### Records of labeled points
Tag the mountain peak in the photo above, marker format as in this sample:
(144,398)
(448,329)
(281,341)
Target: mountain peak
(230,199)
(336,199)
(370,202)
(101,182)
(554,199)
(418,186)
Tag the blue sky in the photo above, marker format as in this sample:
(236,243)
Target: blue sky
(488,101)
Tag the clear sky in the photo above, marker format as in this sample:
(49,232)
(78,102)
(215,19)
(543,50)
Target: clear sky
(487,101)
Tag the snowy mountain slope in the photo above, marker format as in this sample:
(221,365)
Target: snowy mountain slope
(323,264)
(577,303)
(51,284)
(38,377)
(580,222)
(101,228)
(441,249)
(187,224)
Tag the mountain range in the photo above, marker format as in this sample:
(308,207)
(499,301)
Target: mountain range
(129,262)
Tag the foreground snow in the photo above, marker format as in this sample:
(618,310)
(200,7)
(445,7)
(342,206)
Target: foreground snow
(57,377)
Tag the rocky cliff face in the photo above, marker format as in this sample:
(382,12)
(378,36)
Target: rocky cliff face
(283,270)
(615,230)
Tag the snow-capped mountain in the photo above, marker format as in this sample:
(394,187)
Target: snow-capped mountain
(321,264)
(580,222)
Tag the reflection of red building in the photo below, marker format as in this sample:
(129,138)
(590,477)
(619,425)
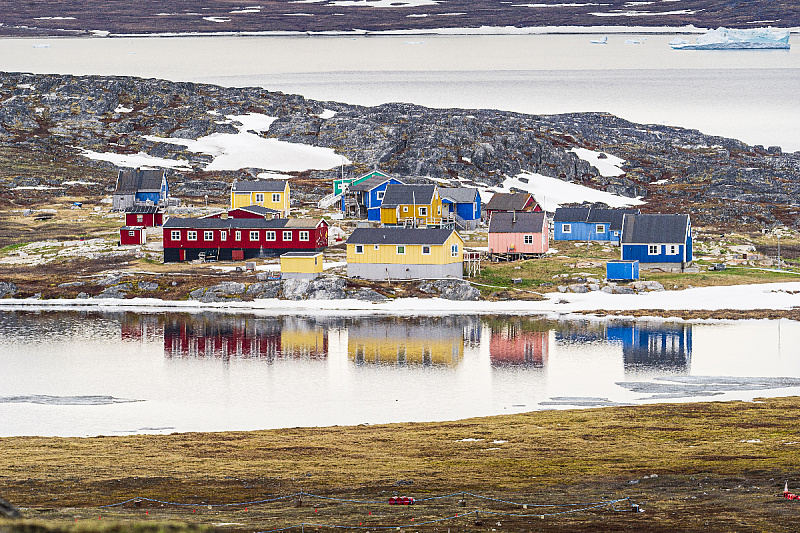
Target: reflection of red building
(243,338)
(512,345)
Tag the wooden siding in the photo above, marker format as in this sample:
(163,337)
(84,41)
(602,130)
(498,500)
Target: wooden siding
(387,253)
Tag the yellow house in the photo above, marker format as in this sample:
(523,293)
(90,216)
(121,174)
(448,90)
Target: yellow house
(401,253)
(306,265)
(272,194)
(392,342)
(411,205)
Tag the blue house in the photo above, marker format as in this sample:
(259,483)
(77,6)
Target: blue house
(463,204)
(363,198)
(657,241)
(139,187)
(589,224)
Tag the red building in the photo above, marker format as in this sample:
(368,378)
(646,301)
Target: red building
(250,211)
(149,216)
(132,235)
(236,239)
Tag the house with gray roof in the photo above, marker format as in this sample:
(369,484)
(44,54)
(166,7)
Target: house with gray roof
(657,241)
(137,187)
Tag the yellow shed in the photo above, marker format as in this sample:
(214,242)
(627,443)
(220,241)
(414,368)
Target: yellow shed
(402,253)
(306,265)
(272,194)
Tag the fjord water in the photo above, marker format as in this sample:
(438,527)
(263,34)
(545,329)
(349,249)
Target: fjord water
(750,95)
(75,373)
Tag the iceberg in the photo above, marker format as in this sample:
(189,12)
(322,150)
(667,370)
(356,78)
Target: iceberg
(729,39)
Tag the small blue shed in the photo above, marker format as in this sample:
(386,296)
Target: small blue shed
(622,270)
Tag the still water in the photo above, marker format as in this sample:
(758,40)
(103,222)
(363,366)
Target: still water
(750,95)
(84,373)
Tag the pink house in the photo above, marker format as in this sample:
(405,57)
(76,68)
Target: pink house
(519,234)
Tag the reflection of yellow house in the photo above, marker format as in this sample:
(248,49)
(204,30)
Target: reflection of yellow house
(411,205)
(300,340)
(272,194)
(397,343)
(400,253)
(307,265)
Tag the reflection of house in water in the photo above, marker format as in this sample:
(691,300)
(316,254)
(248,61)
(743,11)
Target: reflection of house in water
(518,342)
(244,337)
(413,341)
(662,347)
(138,327)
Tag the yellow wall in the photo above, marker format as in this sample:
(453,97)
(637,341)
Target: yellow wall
(244,199)
(387,253)
(301,265)
(389,214)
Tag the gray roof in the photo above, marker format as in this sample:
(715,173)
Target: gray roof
(646,229)
(459,195)
(370,183)
(399,236)
(143,209)
(224,223)
(131,181)
(571,214)
(523,222)
(408,194)
(259,186)
(508,201)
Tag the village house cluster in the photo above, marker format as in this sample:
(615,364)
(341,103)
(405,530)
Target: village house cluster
(405,231)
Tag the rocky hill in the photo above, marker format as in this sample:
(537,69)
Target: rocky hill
(45,121)
(78,17)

### Your task
Copy every record character for character. Skip the pictures.

### Task result
Tag the mountain peak in the photo above, marker format as in this sample:
(144,398)
(448,329)
(281,341)
Target: mountain peak
(230,199)
(336,199)
(370,202)
(101,182)
(554,199)
(418,186)
Tag the blue sky in the photo above, marker format as in this sample:
(236,243)
Target: blue sky
(488,101)
Tag the clear sky in the photo above, marker format as in this sample:
(49,232)
(78,102)
(215,19)
(543,50)
Target: clear sky
(487,101)
Tag the snowy mountain slope in the photo above, marker format as in this sample:
(221,365)
Target: snowy mountain slope
(323,264)
(577,303)
(51,284)
(38,377)
(580,222)
(101,228)
(441,249)
(187,224)
Tag the mountain range in the photo above, marker format as in this sample:
(308,207)
(499,301)
Target: mountain range
(129,262)
Tag the foreground snow in the photo above, marker format as in this sample:
(618,310)
(200,7)
(445,7)
(342,206)
Target: foreground snow
(57,377)
Tag the rocky cliff face in the photo above, marker format as in this sample:
(382,12)
(378,36)
Target: rocky cliff face
(283,270)
(615,230)
Tag the snow-capped mountain in the photo above, marker format as in this sample:
(394,187)
Target: snow-capped mountain
(321,264)
(580,222)
Tag the reflection of red building in the photo below, marker format as in this sample:
(129,138)
(590,477)
(619,425)
Target: reflection of red building
(243,338)
(512,345)
Tag the wooden siding in the photo above, marker format as in this sample:
(163,337)
(84,41)
(602,130)
(498,500)
Target: wooden siding
(387,253)
Tag the yellow house in the photo above, marker format as in this sample:
(523,293)
(90,216)
(121,174)
(448,90)
Target: yellow house
(401,253)
(306,265)
(272,194)
(392,342)
(411,205)
Tag the blue house in the photo above, marker format as in this sample:
(259,483)
(77,6)
Target: blue house
(463,204)
(363,198)
(657,241)
(139,187)
(589,224)
Tag the red building in the photo above, marker format as in this sample:
(368,378)
(646,301)
Target: red building
(250,211)
(149,216)
(132,235)
(236,239)
Tag the house with gray roof in the photo above, marker format as in this sample:
(369,484)
(44,54)
(166,7)
Target: house with gray roof
(657,241)
(137,187)
Tag the yellow shed in the photo above, marker format as in this sample:
(214,242)
(627,443)
(220,241)
(414,368)
Target: yellow shed
(402,253)
(306,265)
(272,194)
Tag the fjord water in the photo above, marker format as in this sample:
(438,527)
(263,34)
(545,329)
(349,249)
Target: fjord water
(750,95)
(75,373)
Tag the iceberg in the photo above, marker format as in this sample:
(189,12)
(322,150)
(667,370)
(356,78)
Target: iceberg
(729,39)
Tag the small blue shed in the photo above, marker format as in this sample:
(386,296)
Target: small blue shed
(622,270)
Tag the still water in the photo above, marker format as in this sample:
(758,40)
(103,222)
(363,366)
Target: still water
(750,95)
(84,373)
Tag the pink house in the photo above, marker format as in this sample:
(405,57)
(76,68)
Target: pink house
(519,234)
Tag the reflection of yellow house in the photo above, marker format as in this sample:
(248,49)
(204,30)
Target: reflection of yellow house
(411,205)
(300,340)
(272,194)
(397,343)
(400,253)
(307,265)
Tag the reflection of house in water in the photo above, marker format as in this sample:
(691,300)
(316,254)
(248,61)
(743,11)
Target: reflection of house in water
(518,342)
(244,337)
(413,341)
(662,347)
(138,327)
Tag the yellow wall in the photo above, marker format as in this sample:
(453,97)
(637,341)
Target: yellow wall
(244,199)
(387,253)
(301,265)
(389,214)
Tag the gray roof in the photo above, marker format as in this sample:
(715,173)
Target: gray roof
(646,229)
(459,195)
(370,183)
(399,236)
(143,209)
(224,223)
(131,181)
(571,214)
(523,222)
(408,194)
(259,186)
(508,201)
Tag the village house cluster in the photo above, marker format as in this sample:
(615,364)
(341,103)
(405,530)
Target: village house cluster
(405,231)
Tag the rocky hill in the photo above, marker format as in this sample:
(537,69)
Target: rocky hill
(45,121)
(78,17)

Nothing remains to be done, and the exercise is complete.